• _Task brief_
Take down each entry exactly as written.
- - - -
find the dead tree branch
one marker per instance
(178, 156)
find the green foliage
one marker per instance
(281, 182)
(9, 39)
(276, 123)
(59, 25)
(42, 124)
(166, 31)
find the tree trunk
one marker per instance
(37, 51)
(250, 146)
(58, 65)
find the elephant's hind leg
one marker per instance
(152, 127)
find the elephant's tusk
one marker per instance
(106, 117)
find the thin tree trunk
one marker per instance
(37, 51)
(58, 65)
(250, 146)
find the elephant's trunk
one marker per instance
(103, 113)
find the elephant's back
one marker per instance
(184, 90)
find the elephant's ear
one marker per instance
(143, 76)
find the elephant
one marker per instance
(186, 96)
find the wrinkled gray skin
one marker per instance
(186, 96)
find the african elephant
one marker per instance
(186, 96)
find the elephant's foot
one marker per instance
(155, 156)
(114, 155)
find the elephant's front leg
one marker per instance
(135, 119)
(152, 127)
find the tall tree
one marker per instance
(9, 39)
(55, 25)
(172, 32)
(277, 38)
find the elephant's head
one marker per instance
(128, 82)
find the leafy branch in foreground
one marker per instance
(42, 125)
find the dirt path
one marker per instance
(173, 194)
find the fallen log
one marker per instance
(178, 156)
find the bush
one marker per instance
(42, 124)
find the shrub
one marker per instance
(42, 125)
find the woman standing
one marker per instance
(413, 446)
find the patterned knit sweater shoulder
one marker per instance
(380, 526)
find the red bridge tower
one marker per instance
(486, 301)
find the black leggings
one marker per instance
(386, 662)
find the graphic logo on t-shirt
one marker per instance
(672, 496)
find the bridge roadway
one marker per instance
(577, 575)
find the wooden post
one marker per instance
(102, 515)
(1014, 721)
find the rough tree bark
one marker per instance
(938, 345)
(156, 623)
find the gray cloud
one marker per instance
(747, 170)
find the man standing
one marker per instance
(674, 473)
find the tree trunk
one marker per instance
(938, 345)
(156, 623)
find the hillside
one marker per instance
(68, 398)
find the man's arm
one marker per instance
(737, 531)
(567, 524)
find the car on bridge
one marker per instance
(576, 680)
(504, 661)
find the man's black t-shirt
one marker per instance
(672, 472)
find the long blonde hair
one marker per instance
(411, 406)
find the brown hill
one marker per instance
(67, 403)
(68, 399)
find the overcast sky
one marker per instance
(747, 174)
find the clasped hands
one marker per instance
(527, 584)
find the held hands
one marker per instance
- - - -
• _Response to the exercise_
find the dead tree branch
one marker per instance
(178, 156)
find the green foliage
one marker per instance
(281, 182)
(9, 39)
(276, 123)
(59, 25)
(42, 124)
(166, 31)
find the tree trunk
one marker per instance
(37, 51)
(250, 146)
(58, 65)
find the elephant's hind leg
one marker per instance
(152, 127)
find the elephant's tusk
one marker per instance
(106, 117)
find the thin tree trunk
one marker per instance
(37, 51)
(58, 65)
(250, 146)
find the elephant's trunk
one marker per instance
(103, 113)
find the elephant's back
one marker per instance
(184, 90)
find the elephant's ear
one marker per instance
(143, 76)
find the elephant
one marker per instance
(186, 96)
find the wrinkled gray skin
one marker per instance
(186, 96)
find the african elephant
one marker per instance
(186, 96)
find the elephant's foot
one marker per instance
(155, 156)
(114, 155)
find the elephant's front leg
one marker per instance
(135, 119)
(152, 127)
find the tall tree
one marker per instance
(9, 39)
(55, 25)
(172, 32)
(277, 38)
find the elephant's head
one marker per instance
(128, 82)
find the leafy branch in foreground
one marker per instance
(42, 125)
find the dirt path
one marker per instance
(173, 194)
find the fallen log
one marker per instance
(178, 156)
find the bush
one marker per instance
(42, 124)
find the shrub
one marker per instance
(42, 125)
find the woman standing
one marker per instance
(413, 446)
find the patterned knit sweater shoulder
one marker per instance
(380, 526)
find the red bridge tower
one marker per instance
(486, 301)
find the black leggings
one marker per instance
(386, 662)
find the graphic logo on t-shirt
one marker per instance
(672, 496)
find the bridge roadway
one marker per instance
(577, 575)
find the wooden post
one marker per instance
(102, 515)
(1014, 721)
find the rough tree bark
one marker per instance
(938, 345)
(156, 623)
find the gray cloud
one marker per instance
(747, 170)
find the man standing
one marker per instance
(674, 473)
find the tree trunk
one marker per instance
(938, 345)
(156, 623)
find the hillside
one marker per instance
(68, 398)
find the man's arm
one marker per instance
(737, 531)
(567, 524)
find the car on bridge
one marker per instance
(576, 680)
(504, 661)
find the man's black t-shirt
one marker per instance
(672, 472)
find the long blonde hair
one marker per instance
(411, 406)
find the brown hill
one marker per instance
(67, 403)
(68, 399)
find the overcast sky
one marker per instance
(747, 174)
find the clasped hands
one marker per instance
(527, 584)
find the held hands
one marker per instance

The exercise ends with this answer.